## Task goal:
Without the images, print all the entries below exactly as given.

## Image point grounding data:
-- Opening Marker --

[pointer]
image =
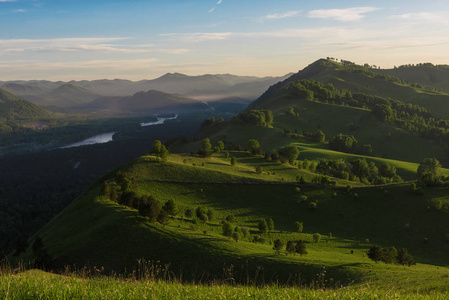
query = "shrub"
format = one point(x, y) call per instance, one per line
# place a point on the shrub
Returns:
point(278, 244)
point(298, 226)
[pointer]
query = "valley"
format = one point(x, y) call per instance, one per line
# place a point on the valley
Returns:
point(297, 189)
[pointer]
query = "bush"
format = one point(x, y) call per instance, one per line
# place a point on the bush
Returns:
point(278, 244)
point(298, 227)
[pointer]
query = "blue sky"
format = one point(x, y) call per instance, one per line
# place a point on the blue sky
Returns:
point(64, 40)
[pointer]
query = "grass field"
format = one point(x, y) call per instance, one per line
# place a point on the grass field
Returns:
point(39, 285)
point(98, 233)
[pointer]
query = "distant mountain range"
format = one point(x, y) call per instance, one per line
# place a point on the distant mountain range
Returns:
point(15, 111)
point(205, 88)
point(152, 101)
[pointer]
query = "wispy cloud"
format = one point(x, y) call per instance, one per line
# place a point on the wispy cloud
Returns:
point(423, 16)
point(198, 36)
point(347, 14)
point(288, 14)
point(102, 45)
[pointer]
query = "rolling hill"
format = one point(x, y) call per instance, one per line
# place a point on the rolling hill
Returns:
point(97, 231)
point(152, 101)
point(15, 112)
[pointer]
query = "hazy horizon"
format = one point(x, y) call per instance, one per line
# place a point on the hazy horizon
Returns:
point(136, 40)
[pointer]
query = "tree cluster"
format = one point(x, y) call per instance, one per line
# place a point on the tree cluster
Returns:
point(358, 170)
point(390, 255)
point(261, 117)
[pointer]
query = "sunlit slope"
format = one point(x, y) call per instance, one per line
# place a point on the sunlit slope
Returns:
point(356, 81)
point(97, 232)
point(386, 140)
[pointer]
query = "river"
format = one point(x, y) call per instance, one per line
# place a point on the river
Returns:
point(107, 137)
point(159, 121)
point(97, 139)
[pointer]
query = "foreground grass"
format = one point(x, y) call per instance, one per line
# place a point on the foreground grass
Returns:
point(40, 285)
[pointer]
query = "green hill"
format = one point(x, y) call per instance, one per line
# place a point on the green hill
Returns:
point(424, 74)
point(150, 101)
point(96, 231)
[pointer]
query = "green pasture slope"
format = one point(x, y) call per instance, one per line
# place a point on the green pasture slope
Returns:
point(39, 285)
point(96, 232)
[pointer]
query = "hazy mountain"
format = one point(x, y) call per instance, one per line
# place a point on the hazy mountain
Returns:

-- Closing Marker --

## Response to this task:
[pointer]
image =
query = "shrub"
format = one point(x, y) call per instance, one per line
# place a point on the shrub
Returns:
point(278, 244)
point(298, 226)
[pointer]
query = "valley"
format = one point(x, y) call per instance, one per line
# place a point on the valley
Returns:
point(297, 189)
[pointer]
query = "bush"
format = one point(x, y) call per instance, one per line
# place a point on the bush
Returns:
point(278, 244)
point(298, 227)
[pointer]
query = "blue sky"
format = one point(x, y) call per instance, one per line
# place a point on the blue sky
Returns:
point(64, 40)
[pointer]
query = "grass field"
format = one point(x, y) call per instance, one per line
# place a point on the grass field
Returns:
point(39, 285)
point(98, 233)
[pointer]
query = "distant mountain range"
format = one point(x, y) call per instance, one per line
# place a point on the distant mountain range
Returns:
point(15, 111)
point(205, 88)
point(152, 101)
[pointer]
query = "wispy cloud"
format = one point(x, y) call per instance, one per line
# place a point on the wispy cloud
Returns:
point(423, 16)
point(198, 36)
point(347, 14)
point(288, 14)
point(102, 45)
[pointer]
query = "rolling hill"
format = one point(x, y) call per instance, one per line
# place a point on the rolling hill
Returns:
point(97, 231)
point(152, 101)
point(15, 112)
[pointer]
query = "hazy horizon"
format = one point(x, y) call per instance, one per line
# place a point on the hazy horizon
Returns:
point(136, 40)
[pointer]
query = "tree cluster"
format = one point(x, y) call per instance, one per line
# place a point on the tree cluster
Returns:
point(358, 170)
point(390, 255)
point(261, 117)
[pointer]
query = "sunlit slope"
format = one point(x, y) call per instance, one per line
# place a point on the sunlit slope
Returns:
point(356, 81)
point(97, 232)
point(386, 140)
[pointer]
query = "river"
format = one point(x, y) call per instance, one per line
# place a point on the river
Returns:
point(107, 137)
point(159, 121)
point(97, 139)
[pointer]
query = "foreground grass"
format = one point(x, y) call per instance, one per line
# place a point on the foreground grass
Returns:
point(40, 285)
[pointer]
query = "green hill"
format = one point(x, y) call per instance, one per line
# place a point on the green hill
Returns:
point(424, 74)
point(150, 101)
point(96, 231)
[pointer]
query = "green pasture slope"
format = one point(x, y) call per instance, one per line
# place a point on the green pasture slope
Returns:
point(39, 285)
point(96, 232)
[pointer]
query = "hazy mountain"
format = one point(x, y) call per instance, one per line
# place a point on the hazy mountain
Returns:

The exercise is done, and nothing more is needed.